**Set problem**
Return each line below that contains the string "instance", copied unchanged.
* start Source data *
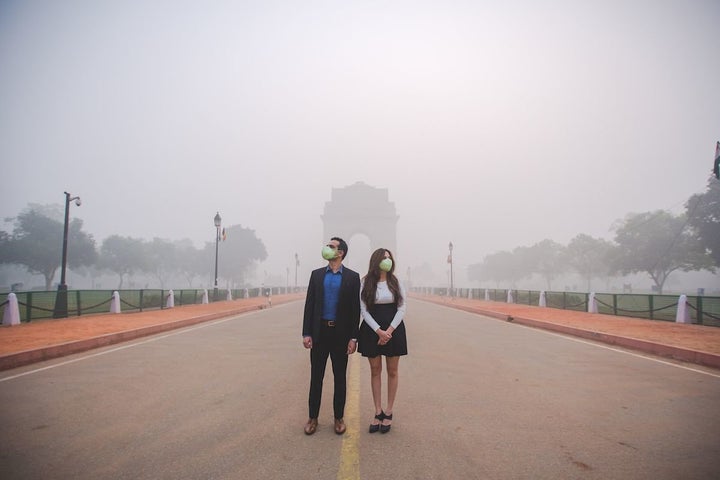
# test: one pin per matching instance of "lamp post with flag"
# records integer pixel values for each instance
* end Source data *
* start Source data *
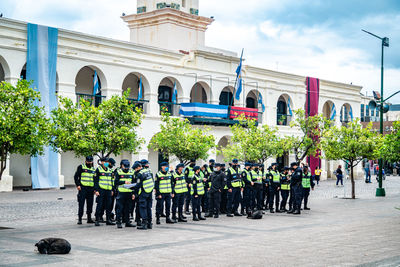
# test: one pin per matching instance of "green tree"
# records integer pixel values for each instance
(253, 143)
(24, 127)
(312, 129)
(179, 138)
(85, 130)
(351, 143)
* end Source data *
**Response to the task**
# test: one pin per matching instance of "lamp post with flag"
# records integer pixel values for each instance
# test: one pin per matching instance of "green tree"
# records integer pixel values for each instance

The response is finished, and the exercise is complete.